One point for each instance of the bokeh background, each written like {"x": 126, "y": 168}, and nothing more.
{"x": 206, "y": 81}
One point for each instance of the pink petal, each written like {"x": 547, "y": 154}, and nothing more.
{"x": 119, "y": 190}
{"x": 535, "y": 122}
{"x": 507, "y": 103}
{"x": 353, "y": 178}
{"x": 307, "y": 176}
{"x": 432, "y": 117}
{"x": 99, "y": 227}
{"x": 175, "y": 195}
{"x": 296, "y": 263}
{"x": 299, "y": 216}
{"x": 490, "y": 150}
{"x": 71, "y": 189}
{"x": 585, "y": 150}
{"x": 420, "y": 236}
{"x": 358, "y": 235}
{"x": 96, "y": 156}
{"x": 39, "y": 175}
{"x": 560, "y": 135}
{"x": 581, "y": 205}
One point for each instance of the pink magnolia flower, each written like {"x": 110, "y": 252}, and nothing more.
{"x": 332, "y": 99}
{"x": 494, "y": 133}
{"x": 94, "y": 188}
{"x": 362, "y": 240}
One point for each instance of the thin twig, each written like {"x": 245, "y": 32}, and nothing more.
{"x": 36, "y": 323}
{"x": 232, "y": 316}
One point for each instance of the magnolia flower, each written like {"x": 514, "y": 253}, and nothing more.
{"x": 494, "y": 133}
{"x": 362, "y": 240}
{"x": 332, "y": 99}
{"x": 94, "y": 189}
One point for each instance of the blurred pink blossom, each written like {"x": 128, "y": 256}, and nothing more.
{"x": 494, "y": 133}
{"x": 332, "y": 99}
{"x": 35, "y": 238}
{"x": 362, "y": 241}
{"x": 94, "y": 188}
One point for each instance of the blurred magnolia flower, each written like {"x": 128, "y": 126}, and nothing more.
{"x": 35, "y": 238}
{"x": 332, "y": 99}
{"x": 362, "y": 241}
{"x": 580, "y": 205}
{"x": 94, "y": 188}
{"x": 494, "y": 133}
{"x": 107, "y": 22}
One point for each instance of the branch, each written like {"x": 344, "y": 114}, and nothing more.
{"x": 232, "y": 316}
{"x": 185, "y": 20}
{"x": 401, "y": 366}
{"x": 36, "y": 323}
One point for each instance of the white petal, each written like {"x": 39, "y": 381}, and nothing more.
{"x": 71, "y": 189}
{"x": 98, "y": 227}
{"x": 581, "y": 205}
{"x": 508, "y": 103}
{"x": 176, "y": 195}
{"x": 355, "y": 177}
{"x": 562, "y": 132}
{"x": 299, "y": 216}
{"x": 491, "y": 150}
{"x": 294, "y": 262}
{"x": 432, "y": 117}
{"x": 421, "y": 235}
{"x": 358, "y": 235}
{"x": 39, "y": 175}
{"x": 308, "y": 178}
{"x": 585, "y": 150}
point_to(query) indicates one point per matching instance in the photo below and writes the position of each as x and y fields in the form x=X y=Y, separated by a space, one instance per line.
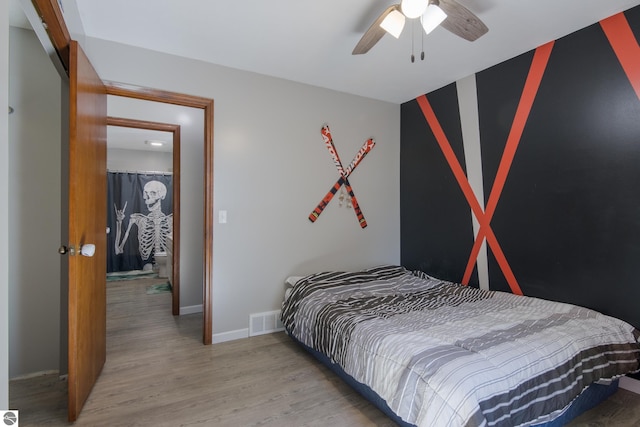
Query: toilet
x=161 y=263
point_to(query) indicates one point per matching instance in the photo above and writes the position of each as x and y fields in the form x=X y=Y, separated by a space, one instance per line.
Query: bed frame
x=589 y=398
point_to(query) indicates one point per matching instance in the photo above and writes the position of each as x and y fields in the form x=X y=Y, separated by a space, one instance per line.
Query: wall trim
x=37 y=374
x=191 y=309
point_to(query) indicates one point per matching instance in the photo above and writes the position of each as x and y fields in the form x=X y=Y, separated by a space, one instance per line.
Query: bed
x=434 y=353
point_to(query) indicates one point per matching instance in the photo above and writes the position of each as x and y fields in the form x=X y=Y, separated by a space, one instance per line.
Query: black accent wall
x=568 y=219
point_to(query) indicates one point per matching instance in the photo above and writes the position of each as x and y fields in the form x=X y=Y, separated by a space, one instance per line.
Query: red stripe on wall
x=530 y=90
x=625 y=46
x=461 y=178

_Your instructions_
Reproduce every one of the records above word for word, omitting the pictures.

_Response to this exercise_
One point for each instance of the bokeh background, each written like {"x": 126, "y": 168}, and nothing more.
{"x": 206, "y": 81}
One point for each instance of the pink petal, each written like {"x": 547, "y": 154}, and nothing more.
{"x": 119, "y": 190}
{"x": 535, "y": 122}
{"x": 507, "y": 103}
{"x": 353, "y": 178}
{"x": 307, "y": 176}
{"x": 432, "y": 117}
{"x": 99, "y": 227}
{"x": 175, "y": 195}
{"x": 296, "y": 263}
{"x": 299, "y": 216}
{"x": 490, "y": 150}
{"x": 71, "y": 189}
{"x": 585, "y": 150}
{"x": 420, "y": 236}
{"x": 358, "y": 235}
{"x": 96, "y": 156}
{"x": 39, "y": 175}
{"x": 560, "y": 135}
{"x": 581, "y": 205}
One point for each instance of the pink magnolia flower, each written like {"x": 110, "y": 252}, and nothing more.
{"x": 332, "y": 99}
{"x": 494, "y": 133}
{"x": 94, "y": 188}
{"x": 362, "y": 240}
One point for each instance of the thin twig, each written like {"x": 245, "y": 32}, and nothing more.
{"x": 36, "y": 323}
{"x": 232, "y": 316}
One point for each instance of the magnolia flower, each written like {"x": 514, "y": 253}, and nothing more.
{"x": 494, "y": 133}
{"x": 362, "y": 240}
{"x": 332, "y": 99}
{"x": 94, "y": 189}
One point for each instance of the blurred pink blossom, each written like {"x": 128, "y": 256}, and nothing more.
{"x": 494, "y": 133}
{"x": 332, "y": 99}
{"x": 35, "y": 238}
{"x": 362, "y": 241}
{"x": 94, "y": 188}
One point for each instance of the blurred magnolia flower, each written like {"x": 128, "y": 126}, and nothing more.
{"x": 35, "y": 238}
{"x": 332, "y": 99}
{"x": 362, "y": 241}
{"x": 580, "y": 205}
{"x": 94, "y": 188}
{"x": 494, "y": 133}
{"x": 107, "y": 22}
One point for each instance of the branch, each written like {"x": 344, "y": 114}, and nothing more.
{"x": 232, "y": 316}
{"x": 185, "y": 20}
{"x": 401, "y": 366}
{"x": 36, "y": 323}
One point for each instance of the white petal, each written like {"x": 39, "y": 381}, and nothing more.
{"x": 71, "y": 189}
{"x": 98, "y": 227}
{"x": 581, "y": 205}
{"x": 508, "y": 103}
{"x": 176, "y": 195}
{"x": 355, "y": 177}
{"x": 562, "y": 132}
{"x": 299, "y": 216}
{"x": 491, "y": 150}
{"x": 294, "y": 262}
{"x": 432, "y": 117}
{"x": 421, "y": 235}
{"x": 358, "y": 235}
{"x": 39, "y": 175}
{"x": 308, "y": 178}
{"x": 585, "y": 150}
point_to(query) indicates one point per matching instance in the photo below and writes the position of each as x and y fields in the form x=X y=Y, separated by a space, one instance per line.
Query: toilet
x=161 y=263
point_to(query) indicates one point per matching instance in the photo above and writes the position of each as x and y fields in the form x=X y=Y, separated by a space, one instance per line.
Query: bed frame
x=589 y=398
point_to(query) indicates one point per matching instance in the photo above and writes the position of each as x and y fields in the form x=X y=Y, separated by a space, one instance per line.
Query: wall trim
x=37 y=374
x=191 y=309
point_to(query) indicates one point per matching instance in the photo above and writes the position of each as x and y fields in the form x=X y=Y, separated by a space, one instance per line.
Query: bed
x=434 y=353
point_to(query) indicates one point per matching instance in the photo above and writes the position of each as x and y fields in the form x=X y=Y, separated by a space, one instance per line.
Query: black accent wall
x=568 y=219
point_to(query) indicates one point per matching instance in the photo above and writes the position of each as x and y fields in the form x=X y=Y, separated by a space, one instance per line.
Query: red stripe on wall
x=530 y=90
x=625 y=46
x=461 y=178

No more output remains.